Extract provided:
--- begin ---

In fact, UCLA's Rosetta project has been chosen to serve as a guinea pig for the Grid-enabled Kepler Workflow software.
“We happen to have a real-life scenario we’re trying to automate,” Labate said. “If we’re successful, we will reduce the time tremendously for these people to do their research.”
The software is designed to make it easy for researchers to describe and direct complex data processing without being experts in computers and programming.
Here's how it would work: Using the software, researchers “will initiate the process with initial data inputs,” Korambath said. "The Grid will find the computer cluster (within the vast network of clusters) to run the first set of jobs, and it will monitor the status of the job." Once those jobs are finished, the Grid will find another available cluster. It will collect the data and migrate to the cluster that's free for the next step of the process.
“In each case, the Grid is making decisions on behalf of the user. It’s looking for free space that is big enough for the data size,” Korambath explained.
In addition to saving time, the software will ensure much more efficient use of computer power, because Kepler seeks out idle computer clusters within the Grid and puts them to use. It will also cut down on the chance for human error as well as make it easier for researchers to change parameters as their projects progress and to replicate projects.
Right now, researchers in the Scientific Workflow Automation Technologies group at the San Diego Supercomputer Center at UC San Diego are writing software specific to the needs of the Rosetta project to add to the Grid-enabled Kepler Workflow software. Korambath said he is hoping to begin feeding the project’s data into the Grid sometime this summer.
“Once we are successful with the chemistry project, we can identify a lot of similar projects, and they will move even faster because there will be a basis for the customized software that is needed,” Korambath said.
Ultimately, researchers across the UC system will be able to enjoy higher productivity and greater ease of use.
“The mechanics of high performance computation shouldn’t drive the science,” Labate said. "It should be the other way around."

--- end ---

Exercise tasks:
**1)** In the article on the Grid-enabled Kepler Workflow software, which group at the San Diego Supercomputer Center is writing software specific to the Rosetta project?
**2)** Rewrite the article on the Kepler software from "The software is" up to and including "computers and programming.", putting "scientists" in place of "researchers".

Coordinate annotation entries:
--- begin ---

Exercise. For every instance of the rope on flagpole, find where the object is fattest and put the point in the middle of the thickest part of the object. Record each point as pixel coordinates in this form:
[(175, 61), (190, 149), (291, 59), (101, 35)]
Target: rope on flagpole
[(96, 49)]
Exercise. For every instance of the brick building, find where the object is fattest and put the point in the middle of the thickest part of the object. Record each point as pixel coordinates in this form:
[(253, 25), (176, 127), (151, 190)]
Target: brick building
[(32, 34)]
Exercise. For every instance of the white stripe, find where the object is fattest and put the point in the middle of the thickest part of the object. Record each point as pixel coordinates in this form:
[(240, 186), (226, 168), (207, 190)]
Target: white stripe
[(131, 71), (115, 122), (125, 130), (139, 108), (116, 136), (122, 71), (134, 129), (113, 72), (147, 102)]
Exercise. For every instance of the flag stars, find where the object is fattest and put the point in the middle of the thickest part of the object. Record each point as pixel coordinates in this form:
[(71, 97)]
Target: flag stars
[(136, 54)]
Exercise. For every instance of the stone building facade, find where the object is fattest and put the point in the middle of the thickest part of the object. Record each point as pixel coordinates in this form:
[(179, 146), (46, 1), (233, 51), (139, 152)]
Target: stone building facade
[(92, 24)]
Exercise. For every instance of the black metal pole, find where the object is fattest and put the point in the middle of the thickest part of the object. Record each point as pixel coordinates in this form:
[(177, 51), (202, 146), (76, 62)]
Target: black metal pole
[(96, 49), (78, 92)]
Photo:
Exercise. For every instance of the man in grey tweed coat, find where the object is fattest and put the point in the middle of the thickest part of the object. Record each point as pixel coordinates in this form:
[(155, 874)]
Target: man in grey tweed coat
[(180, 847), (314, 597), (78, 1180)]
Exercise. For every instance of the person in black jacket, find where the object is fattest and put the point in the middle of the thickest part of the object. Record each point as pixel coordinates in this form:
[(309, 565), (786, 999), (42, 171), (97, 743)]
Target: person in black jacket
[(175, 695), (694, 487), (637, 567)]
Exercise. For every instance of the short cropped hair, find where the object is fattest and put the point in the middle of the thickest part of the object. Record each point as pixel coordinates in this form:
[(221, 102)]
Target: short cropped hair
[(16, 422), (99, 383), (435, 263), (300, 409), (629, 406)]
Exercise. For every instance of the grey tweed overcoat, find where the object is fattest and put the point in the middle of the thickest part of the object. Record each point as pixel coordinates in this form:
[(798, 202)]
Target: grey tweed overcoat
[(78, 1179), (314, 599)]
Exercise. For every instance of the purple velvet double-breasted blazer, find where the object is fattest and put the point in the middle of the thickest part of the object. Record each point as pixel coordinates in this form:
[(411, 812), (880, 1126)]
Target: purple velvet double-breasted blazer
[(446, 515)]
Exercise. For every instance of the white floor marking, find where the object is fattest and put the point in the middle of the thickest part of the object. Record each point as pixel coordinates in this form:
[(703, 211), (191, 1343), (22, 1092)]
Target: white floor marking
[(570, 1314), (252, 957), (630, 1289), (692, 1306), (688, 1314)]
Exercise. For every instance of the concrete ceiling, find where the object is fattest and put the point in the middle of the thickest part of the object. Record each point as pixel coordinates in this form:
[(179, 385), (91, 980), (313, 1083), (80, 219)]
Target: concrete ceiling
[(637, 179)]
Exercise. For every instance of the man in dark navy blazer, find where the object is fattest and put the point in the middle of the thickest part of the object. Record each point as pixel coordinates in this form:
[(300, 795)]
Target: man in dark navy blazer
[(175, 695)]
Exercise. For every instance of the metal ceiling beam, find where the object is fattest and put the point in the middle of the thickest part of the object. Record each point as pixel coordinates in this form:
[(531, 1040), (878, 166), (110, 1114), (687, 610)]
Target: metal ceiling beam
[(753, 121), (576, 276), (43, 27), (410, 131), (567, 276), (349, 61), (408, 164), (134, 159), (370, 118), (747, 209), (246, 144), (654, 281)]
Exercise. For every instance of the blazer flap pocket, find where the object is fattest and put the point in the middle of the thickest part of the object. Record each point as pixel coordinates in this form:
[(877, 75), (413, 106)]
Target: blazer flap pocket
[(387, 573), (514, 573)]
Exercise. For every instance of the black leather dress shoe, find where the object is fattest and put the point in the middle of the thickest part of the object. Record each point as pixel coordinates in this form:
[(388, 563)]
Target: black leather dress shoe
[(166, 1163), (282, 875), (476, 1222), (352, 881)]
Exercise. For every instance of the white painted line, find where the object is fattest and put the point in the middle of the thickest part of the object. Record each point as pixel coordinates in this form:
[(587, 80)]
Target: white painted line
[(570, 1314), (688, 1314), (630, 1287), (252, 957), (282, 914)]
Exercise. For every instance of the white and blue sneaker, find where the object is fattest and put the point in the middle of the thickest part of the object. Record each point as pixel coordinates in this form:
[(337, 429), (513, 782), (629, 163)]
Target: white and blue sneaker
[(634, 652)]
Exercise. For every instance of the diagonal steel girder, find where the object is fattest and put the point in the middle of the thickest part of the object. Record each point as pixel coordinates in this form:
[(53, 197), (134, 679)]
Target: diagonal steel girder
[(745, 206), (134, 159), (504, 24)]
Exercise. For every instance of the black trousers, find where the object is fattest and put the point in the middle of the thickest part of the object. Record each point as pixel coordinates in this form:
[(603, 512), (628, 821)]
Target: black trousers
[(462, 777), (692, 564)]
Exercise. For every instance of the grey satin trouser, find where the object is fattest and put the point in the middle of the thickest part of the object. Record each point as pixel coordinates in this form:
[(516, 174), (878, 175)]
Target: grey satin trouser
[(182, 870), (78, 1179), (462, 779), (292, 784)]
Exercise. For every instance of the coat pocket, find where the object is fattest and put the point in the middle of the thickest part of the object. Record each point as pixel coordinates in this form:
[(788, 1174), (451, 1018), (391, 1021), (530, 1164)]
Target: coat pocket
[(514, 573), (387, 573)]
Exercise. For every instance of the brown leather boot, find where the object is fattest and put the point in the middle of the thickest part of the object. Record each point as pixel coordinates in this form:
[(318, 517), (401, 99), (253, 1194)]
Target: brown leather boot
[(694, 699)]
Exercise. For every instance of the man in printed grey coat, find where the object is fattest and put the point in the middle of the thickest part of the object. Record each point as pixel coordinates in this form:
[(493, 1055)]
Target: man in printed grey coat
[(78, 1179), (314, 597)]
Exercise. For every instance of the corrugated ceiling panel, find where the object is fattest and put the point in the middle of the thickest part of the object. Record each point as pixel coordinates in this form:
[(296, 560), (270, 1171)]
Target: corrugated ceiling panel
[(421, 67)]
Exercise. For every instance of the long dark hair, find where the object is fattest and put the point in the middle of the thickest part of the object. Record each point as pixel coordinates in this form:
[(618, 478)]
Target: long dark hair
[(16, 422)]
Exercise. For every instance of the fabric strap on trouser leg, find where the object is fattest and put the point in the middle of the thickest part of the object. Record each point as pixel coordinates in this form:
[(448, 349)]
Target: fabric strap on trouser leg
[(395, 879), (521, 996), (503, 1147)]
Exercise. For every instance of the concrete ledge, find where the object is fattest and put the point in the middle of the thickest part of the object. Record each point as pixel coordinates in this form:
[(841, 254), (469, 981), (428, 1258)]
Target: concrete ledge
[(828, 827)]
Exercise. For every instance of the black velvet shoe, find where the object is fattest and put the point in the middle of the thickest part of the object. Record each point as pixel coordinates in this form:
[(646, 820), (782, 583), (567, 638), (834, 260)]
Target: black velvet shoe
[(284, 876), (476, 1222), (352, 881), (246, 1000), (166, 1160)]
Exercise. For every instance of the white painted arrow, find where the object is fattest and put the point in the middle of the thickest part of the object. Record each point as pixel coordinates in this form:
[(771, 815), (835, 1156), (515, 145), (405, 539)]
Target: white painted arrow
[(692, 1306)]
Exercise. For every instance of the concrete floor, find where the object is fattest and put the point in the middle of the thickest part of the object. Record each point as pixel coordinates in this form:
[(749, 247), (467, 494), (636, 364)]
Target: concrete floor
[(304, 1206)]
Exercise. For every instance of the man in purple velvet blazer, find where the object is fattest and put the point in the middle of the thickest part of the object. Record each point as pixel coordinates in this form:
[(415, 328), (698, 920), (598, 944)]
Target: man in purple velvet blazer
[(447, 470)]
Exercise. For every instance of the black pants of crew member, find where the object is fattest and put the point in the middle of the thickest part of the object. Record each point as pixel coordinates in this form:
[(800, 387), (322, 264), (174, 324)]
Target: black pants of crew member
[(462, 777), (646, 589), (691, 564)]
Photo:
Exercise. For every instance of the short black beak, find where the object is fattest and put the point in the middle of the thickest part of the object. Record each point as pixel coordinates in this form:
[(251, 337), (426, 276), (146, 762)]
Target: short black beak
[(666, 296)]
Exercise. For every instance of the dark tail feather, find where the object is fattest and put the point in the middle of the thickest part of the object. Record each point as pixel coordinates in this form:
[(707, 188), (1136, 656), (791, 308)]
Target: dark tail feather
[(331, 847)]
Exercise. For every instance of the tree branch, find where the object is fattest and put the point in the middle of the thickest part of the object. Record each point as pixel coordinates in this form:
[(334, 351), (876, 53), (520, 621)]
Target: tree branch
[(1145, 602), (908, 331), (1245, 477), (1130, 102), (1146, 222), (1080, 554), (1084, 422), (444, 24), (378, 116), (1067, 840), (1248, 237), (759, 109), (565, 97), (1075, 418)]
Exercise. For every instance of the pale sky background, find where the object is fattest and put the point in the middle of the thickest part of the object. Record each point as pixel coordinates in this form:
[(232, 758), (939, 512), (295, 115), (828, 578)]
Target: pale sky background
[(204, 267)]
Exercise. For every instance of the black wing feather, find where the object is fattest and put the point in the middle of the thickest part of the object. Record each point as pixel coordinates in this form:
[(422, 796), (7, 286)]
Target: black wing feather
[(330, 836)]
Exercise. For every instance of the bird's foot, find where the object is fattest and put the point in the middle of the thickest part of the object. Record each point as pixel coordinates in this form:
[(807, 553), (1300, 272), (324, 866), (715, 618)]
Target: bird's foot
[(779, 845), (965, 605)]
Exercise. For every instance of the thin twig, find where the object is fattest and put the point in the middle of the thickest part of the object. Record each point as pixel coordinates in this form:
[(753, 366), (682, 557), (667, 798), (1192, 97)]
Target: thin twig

--- end ---

The results:
**1)** The Scientific Workflow Automation Technologies group.

**2)**
The software is designed to make it easy for scientists to describe and direct complex data processing without being experts in computers and programming.